▶ **Text**

Bentley 1873 (with additional 'note to this edition'); Chatto & Windus 1875-1913 (with 12 illustrations, by G. du Maurier and E. Hughes); Sutton, Stroud 1994; World's Classics 1995 (critical edition, edited by C. Peters) 

    At the same time Collins was struggling with his gout, he was also writing Poor Miss Finch, a novel about a young blind woman who gains her sight back temporarily. Although Collins’s main focus was to portray blindness as it really is, gout does come up in the novel in the character of Grosse, the German oculist experimenting on Lucilla’s eyes: “he illustrated the position so forcibly with his own head that he shook his gouty foot, and screamed with the pain of it” (Collins Chapter 48). While Collins does mention small instances of Grosse’s illness in the novel, Collins primarily focuses on blindness. Not only that, but Collins is able to portray blindness the way it truly is, which comes with discomfort and possible pain:

 Like all other people, knowing no more of the subject than I knew, I had no idea of the pitiably helpless manner in which the restored sense of sight struggles to assert  itself, in persons who have been blind for life. In such cases, the effort of the eyes that are first learning to see, is like the effort of the limbs when a child is first learning to walk. But for Grosse's odd way of taking it, the scene which I was now to witness would have been painful in the last degree. (Collins Chapter 39)

The illustration picture is from an earlier edition of Poor Miss Finch, showing Lucilla about to have her bandages removed, gripping herself for the pain that is to come. In the preface of Poor Miss Finch Collins writes: “more than one charming blind girl, in fictions and in the drama, has preceded ‘Poor Miss Finch’” yet Collins aims to “appeal to an interest of another kind, by exhibiting blindness as it really is” (Collins). With Collins’s own disability, as well as the influence of Dickens, Collins is able to write disability in the way he has seen and experienced, regardless of social critique and commentary.

▶ **Problems to solve**
• a. Answer these questions from the text on Poor Miss Finch:
(i) Which publisher issued editions from 1875 to 1913 with 12 illustrations?
(ii) What is Grosse's profession in the novel?
(iii) According to the preface, what does Collins aim to exhibit?
• b. Retype the passage of the text on Poor Miss Finch from "The illustration picture" up to and including "critique and commentary.".

▶ **Source data**
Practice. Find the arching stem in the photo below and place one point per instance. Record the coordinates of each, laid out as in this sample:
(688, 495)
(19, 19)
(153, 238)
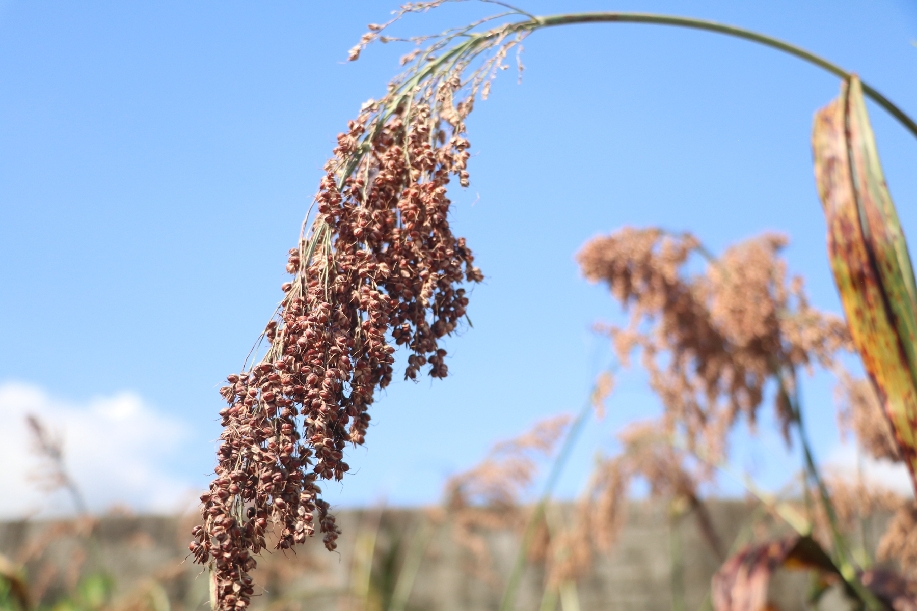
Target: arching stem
(727, 30)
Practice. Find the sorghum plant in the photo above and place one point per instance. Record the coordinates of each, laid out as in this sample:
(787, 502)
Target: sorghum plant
(377, 266)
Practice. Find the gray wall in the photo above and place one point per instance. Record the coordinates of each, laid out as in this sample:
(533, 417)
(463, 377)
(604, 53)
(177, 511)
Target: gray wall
(657, 563)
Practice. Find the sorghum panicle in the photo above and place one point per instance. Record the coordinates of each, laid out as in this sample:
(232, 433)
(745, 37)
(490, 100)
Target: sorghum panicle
(381, 261)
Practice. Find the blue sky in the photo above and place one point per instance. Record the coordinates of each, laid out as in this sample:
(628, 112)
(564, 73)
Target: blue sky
(157, 159)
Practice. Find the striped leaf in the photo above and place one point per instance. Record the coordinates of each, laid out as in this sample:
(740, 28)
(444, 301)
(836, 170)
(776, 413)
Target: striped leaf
(869, 258)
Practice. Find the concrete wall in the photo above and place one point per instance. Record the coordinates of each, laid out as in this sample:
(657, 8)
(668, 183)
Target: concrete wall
(656, 564)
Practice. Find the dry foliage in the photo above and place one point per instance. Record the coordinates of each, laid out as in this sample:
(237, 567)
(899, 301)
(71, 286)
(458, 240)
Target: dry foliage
(711, 342)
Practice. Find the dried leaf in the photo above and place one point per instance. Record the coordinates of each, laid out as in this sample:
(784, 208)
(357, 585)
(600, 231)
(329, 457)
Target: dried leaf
(895, 591)
(869, 259)
(741, 583)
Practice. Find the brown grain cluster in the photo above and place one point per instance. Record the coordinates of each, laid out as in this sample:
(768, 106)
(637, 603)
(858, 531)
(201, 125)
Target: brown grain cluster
(380, 262)
(712, 342)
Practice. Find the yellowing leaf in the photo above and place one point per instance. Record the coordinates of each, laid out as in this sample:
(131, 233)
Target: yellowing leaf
(869, 258)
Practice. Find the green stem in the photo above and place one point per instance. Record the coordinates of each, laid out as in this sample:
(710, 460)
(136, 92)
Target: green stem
(842, 550)
(508, 601)
(727, 30)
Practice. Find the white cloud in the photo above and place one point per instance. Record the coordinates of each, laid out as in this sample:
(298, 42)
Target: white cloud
(115, 449)
(849, 462)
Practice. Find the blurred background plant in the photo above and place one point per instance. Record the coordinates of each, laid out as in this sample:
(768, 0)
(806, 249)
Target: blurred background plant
(722, 339)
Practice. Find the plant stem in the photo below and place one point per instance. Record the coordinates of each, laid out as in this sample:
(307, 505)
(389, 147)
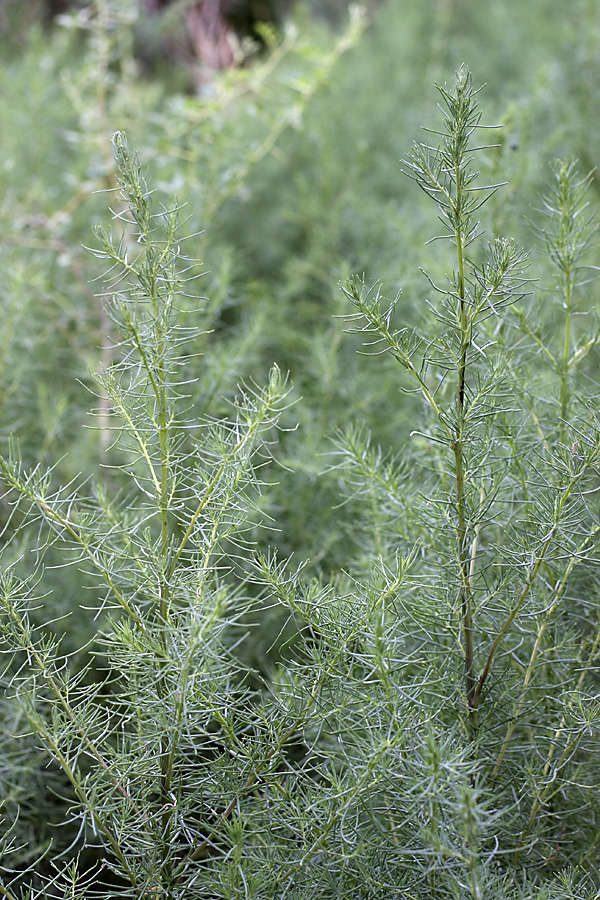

▶ **Answer list**
• a.
(i) Chatto & Windus
(ii) He is a German oculist.
(iii) Blindness as it really is

• b.
The illustration picture is from an earlier edition of Poor Miss Finch, showing Lucilla about to have her bandages removed, gripping herself for the pain that is to come. In the preface of Poor Miss Finch Collins writes: “more than one charming blind girl, in fictions and in the drama, has preceded ‘Poor Miss Finch’” yet Collins aims to “appeal to an interest of another kind, by exhibiting blindness as it really is” (Collins). With Collins’s own disability, as well as the influence of Dickens, Collins is able to write disability in the way he has seen and experienced, regardless of social critique and commentary.